((
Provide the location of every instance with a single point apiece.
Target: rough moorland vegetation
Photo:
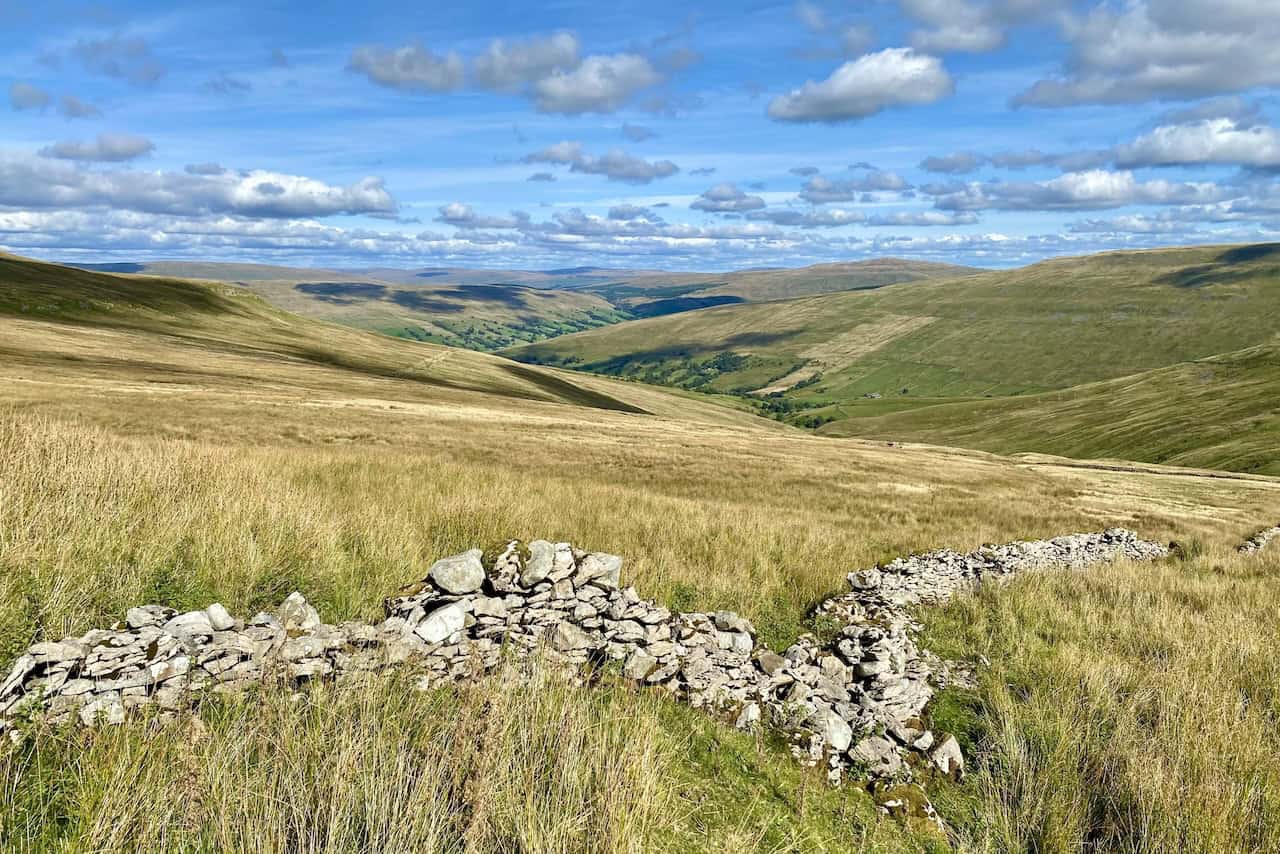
(208, 451)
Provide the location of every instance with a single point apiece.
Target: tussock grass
(1132, 708)
(501, 766)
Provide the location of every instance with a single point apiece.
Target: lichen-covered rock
(460, 574)
(858, 699)
(297, 615)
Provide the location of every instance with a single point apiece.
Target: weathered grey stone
(193, 622)
(835, 731)
(771, 662)
(865, 580)
(568, 638)
(297, 615)
(460, 574)
(639, 665)
(56, 652)
(149, 615)
(947, 758)
(542, 556)
(489, 607)
(219, 619)
(442, 622)
(602, 570)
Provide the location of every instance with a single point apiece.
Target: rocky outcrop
(1260, 540)
(854, 700)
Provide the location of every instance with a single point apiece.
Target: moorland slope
(1015, 336)
(187, 443)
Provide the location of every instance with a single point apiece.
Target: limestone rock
(542, 556)
(460, 574)
(442, 622)
(297, 615)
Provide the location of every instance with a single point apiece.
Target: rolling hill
(186, 442)
(478, 311)
(174, 333)
(1014, 336)
(489, 310)
(1217, 412)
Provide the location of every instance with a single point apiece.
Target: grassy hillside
(636, 292)
(481, 313)
(1220, 412)
(1018, 333)
(188, 443)
(489, 310)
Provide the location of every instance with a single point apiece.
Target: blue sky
(644, 135)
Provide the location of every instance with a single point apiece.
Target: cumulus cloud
(892, 77)
(822, 191)
(108, 147)
(73, 108)
(629, 213)
(972, 26)
(952, 164)
(923, 219)
(638, 132)
(726, 199)
(224, 83)
(1164, 50)
(1212, 141)
(122, 58)
(410, 68)
(42, 183)
(792, 218)
(1093, 190)
(27, 96)
(615, 164)
(598, 85)
(510, 65)
(465, 217)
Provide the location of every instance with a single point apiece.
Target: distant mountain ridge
(489, 310)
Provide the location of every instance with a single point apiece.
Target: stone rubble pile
(856, 702)
(1260, 540)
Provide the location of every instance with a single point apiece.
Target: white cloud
(1221, 141)
(510, 65)
(821, 190)
(952, 164)
(122, 58)
(892, 77)
(1164, 50)
(411, 68)
(598, 85)
(41, 183)
(792, 218)
(108, 147)
(1093, 190)
(27, 96)
(466, 218)
(73, 108)
(615, 164)
(723, 199)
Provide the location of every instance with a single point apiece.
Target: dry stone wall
(855, 703)
(1260, 540)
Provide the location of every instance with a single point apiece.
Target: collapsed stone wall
(855, 703)
(1260, 540)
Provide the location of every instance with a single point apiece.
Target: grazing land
(1159, 356)
(187, 443)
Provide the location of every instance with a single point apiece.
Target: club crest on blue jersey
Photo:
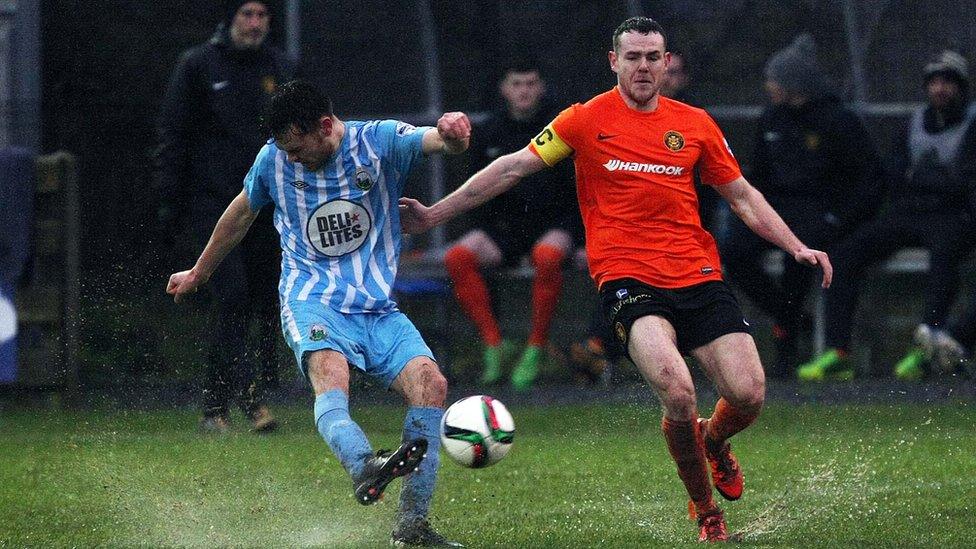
(364, 181)
(338, 227)
(403, 129)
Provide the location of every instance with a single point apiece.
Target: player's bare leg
(732, 362)
(652, 344)
(548, 255)
(328, 371)
(464, 260)
(424, 388)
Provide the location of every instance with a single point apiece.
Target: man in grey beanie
(931, 205)
(817, 166)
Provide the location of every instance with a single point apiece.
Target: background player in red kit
(658, 271)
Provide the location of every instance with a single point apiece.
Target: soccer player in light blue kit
(335, 187)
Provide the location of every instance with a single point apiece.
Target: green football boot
(833, 364)
(494, 357)
(527, 368)
(909, 368)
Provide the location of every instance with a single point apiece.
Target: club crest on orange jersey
(621, 333)
(674, 141)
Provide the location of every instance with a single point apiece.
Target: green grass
(583, 476)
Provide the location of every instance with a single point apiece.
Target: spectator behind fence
(209, 132)
(931, 206)
(818, 167)
(953, 348)
(540, 218)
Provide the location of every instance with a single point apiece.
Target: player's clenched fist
(454, 126)
(182, 283)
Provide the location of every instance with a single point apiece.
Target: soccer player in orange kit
(658, 271)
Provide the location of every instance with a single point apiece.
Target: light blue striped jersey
(340, 225)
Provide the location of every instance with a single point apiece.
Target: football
(477, 431)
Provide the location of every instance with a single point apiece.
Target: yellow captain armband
(550, 147)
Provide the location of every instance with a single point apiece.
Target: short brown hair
(643, 25)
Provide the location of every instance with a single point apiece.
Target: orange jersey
(636, 189)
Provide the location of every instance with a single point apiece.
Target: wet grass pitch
(578, 476)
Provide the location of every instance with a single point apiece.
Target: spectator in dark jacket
(818, 167)
(931, 206)
(546, 228)
(209, 132)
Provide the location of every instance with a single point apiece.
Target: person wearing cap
(209, 131)
(931, 206)
(818, 167)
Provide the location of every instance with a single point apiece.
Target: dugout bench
(424, 292)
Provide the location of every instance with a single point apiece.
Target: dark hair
(519, 63)
(296, 103)
(643, 25)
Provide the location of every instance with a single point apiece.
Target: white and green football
(477, 431)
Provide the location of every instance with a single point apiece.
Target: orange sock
(548, 282)
(729, 420)
(472, 292)
(685, 445)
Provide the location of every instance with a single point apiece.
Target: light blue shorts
(379, 344)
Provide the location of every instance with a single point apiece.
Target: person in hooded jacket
(931, 205)
(209, 132)
(817, 166)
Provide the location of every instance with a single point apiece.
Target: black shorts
(700, 314)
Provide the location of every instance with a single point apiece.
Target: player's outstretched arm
(452, 135)
(230, 229)
(751, 206)
(494, 179)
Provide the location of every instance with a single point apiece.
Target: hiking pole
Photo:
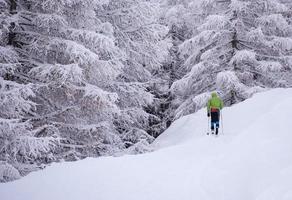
(208, 126)
(221, 116)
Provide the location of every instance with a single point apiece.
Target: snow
(250, 160)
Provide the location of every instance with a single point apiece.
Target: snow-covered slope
(252, 160)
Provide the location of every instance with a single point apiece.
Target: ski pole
(208, 125)
(222, 132)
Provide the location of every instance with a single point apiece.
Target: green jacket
(214, 102)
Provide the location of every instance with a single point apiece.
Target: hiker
(215, 104)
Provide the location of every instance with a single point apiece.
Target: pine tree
(241, 48)
(21, 149)
(141, 37)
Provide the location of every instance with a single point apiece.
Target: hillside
(251, 160)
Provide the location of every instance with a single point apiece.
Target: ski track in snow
(252, 160)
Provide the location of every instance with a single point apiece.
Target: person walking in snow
(214, 105)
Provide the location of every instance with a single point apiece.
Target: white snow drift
(252, 160)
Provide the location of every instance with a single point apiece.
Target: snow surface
(252, 160)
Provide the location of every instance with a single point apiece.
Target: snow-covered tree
(73, 59)
(141, 37)
(241, 48)
(19, 143)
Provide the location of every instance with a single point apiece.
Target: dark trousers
(215, 117)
))
TASK INSTRUCTIONS: Reproduce all of the entries word for word, skipping any pictures they hold.

EXERCISE SOLUTION:
Provide the location of every instance with a single point apiece.
Target: rough moorland vegetation
Photo:
(208, 451)
Provide the location of every instance with a single point apiece.
Target: tussock grass
(1132, 708)
(501, 766)
Provide the location of every instance with a single point apiece.
Target: lichen-covered rock
(460, 574)
(858, 699)
(297, 615)
Provide the location of every instance with a single point apiece.
Target: weathered grey stone
(193, 622)
(835, 731)
(771, 662)
(865, 580)
(568, 638)
(297, 615)
(460, 574)
(639, 665)
(56, 652)
(149, 615)
(947, 758)
(542, 556)
(489, 607)
(219, 619)
(442, 622)
(602, 570)
Provide the location of every instance with a single point apiece.
Target: rocky outcrop
(1260, 540)
(854, 700)
Provide the location of every instance with a single point apiece.
Target: moorland slope
(1015, 336)
(187, 443)
Provide the location of every instance with a single point apiece.
Target: limestone rock
(542, 556)
(460, 574)
(442, 622)
(297, 615)
Provide the location of every instance with a single point apiece.
Target: rolling hill
(186, 442)
(478, 311)
(174, 333)
(1014, 336)
(489, 310)
(1217, 412)
Provide the location of every instance with a single point apiece.
Target: grassy hillside
(636, 292)
(481, 313)
(1220, 412)
(1018, 333)
(188, 443)
(489, 310)
Provide the location of every instance with a single point apiece.
Target: blue sky
(644, 135)
Provide the location of every instance with a single point apiece.
Target: cumulus cloud
(892, 77)
(822, 191)
(108, 147)
(73, 108)
(629, 213)
(972, 26)
(952, 164)
(923, 219)
(638, 132)
(726, 199)
(224, 83)
(1164, 50)
(1212, 141)
(122, 58)
(410, 68)
(42, 183)
(792, 218)
(1093, 190)
(27, 96)
(615, 164)
(598, 85)
(510, 65)
(465, 217)
Provide the location of every instance with a single point apiece.
Target: distant mountain ridge
(489, 310)
Provide the location of every instance with a single point apiece.
Target: stone rubble pile
(856, 702)
(1260, 540)
Provide the location of every instance with a single point apiece.
Target: white cloud
(1221, 141)
(510, 65)
(821, 190)
(952, 164)
(122, 58)
(892, 77)
(1164, 50)
(411, 68)
(598, 85)
(41, 183)
(792, 218)
(108, 147)
(1093, 190)
(27, 96)
(466, 218)
(73, 108)
(615, 164)
(723, 199)
Provide the location of every instance with a single point apiece.
Target: dry stone wall
(855, 703)
(1260, 540)
Provide the location of every instance with a single point apiece.
Target: collapsed stone wall
(855, 703)
(1260, 540)
Provide the location of every instance with a single point apiece.
Target: grazing land
(1159, 356)
(187, 443)
Provide the location of every instance with a single point apiece.
Target: club crest on blue jersey
Photo:
(364, 181)
(338, 227)
(403, 129)
Provide the location of every instance with a single point apiece.
Target: player's bare leg
(732, 362)
(652, 344)
(548, 255)
(328, 371)
(464, 260)
(424, 388)
Provide the location of every instance with a single point apiece.
Target: man in grey beanie
(931, 205)
(817, 166)
Provide the location of every instance with a single point apiece.
Target: background player in red kit
(658, 271)
Provide the location of every instance with a single point apiece.
Target: soccer player in light blue kit
(335, 187)
Provide the location of every instance with a single point apiece.
Target: green football boot
(833, 364)
(494, 357)
(527, 368)
(909, 368)
Provide the location of every instance with a single point apiece.
Target: club crest on orange jersey
(621, 333)
(674, 141)
Provide the location of every instance with a single point apiece.
Target: green grass
(583, 476)
Provide the location of every instance with a single point apiece.
Target: spectator behind fence
(209, 132)
(931, 206)
(818, 167)
(953, 348)
(540, 218)
Provide the location of every instance with a single point apiece.
Target: player's clenched fist
(454, 126)
(182, 283)
Provide the location of every instance with a single point apiece.
Target: soccer player in orange kit
(658, 271)
Provide the location of every instance with a single point apiece.
Target: light blue striped jersey
(340, 225)
Provide the location of every instance with a single point apiece.
Target: football
(477, 431)
Provide the location of every instance with a single point apiece.
Target: yellow captain armband
(550, 147)
Provide the location of every instance with a single point apiece.
Target: short brown hair
(643, 25)
Provide the location of every instance with a single point apiece.
Target: orange jersey
(636, 189)
Provide the location of every instance with a single point apiece.
Target: wet grass pitch
(578, 476)
Provide the location of every instance with a single point apiece.
Target: spectator in dark jacket
(818, 167)
(931, 206)
(546, 228)
(209, 132)
Provide the location of every instance with a single point apiece.
Target: person wearing cap
(209, 131)
(931, 206)
(818, 167)
Provide the location of every instance with a single point apiece.
Target: dugout bench
(424, 292)
Provide the location of every instance with a single point apiece.
Target: dark hair
(519, 63)
(296, 103)
(643, 25)
Provide the location of every instance with a single point apiece.
Target: white and green football
(477, 431)
Provide the location of every instance with a single point apiece.
Target: orange sock
(548, 282)
(729, 420)
(472, 292)
(685, 445)
Provide the location of every instance with a single point apiece.
Target: light blue shorts
(379, 344)
Provide the location of every instance with a single point apiece.
Target: person in hooded jacket
(931, 205)
(209, 132)
(817, 166)
Provide the location of every instance with a single point apiece.
Target: black shorts
(700, 314)
Provide the location of every instance with a single point apiece.
Target: player's outstretched arm
(452, 135)
(230, 229)
(751, 206)
(494, 179)
Provide the location of every instance with a single point apiece.
Target: hiking pole
Photo:
(208, 126)
(221, 116)
Provide the location of every instance with a single point apiece.
Target: snow
(250, 160)
Provide the location of every instance with a single point apiece.
Target: snow-covered slope
(252, 160)
Provide the location of every instance with a single point apiece.
Target: ski pole
(208, 125)
(222, 132)
Provide the location of every instance with a single point apiece.
Target: green jacket
(214, 102)
Provide the location of every instance with a single point apiece.
Target: hiker
(215, 104)
Provide the location of every instance with a single point apiece.
Target: pine tree
(241, 48)
(21, 149)
(141, 37)
Provide the location of every instance with a single point apiece.
Target: hillside
(251, 160)
Provide the location of every instance with a single point apiece.
Target: ski track in snow
(252, 160)
Provide the location of every instance with a single point apiece.
Target: person walking in snow
(214, 105)
Provide the location of every instance with a single point apiece.
Target: white snow drift
(252, 160)
Provide the location of every instance with a single point apiece.
Target: snow surface
(252, 160)
Provide the location of every instance with a single point apiece.
Target: snow-covered tree
(73, 59)
(141, 37)
(241, 48)
(19, 143)
Provide the location of every instance with a single point apiece.
Target: dark trousers
(215, 117)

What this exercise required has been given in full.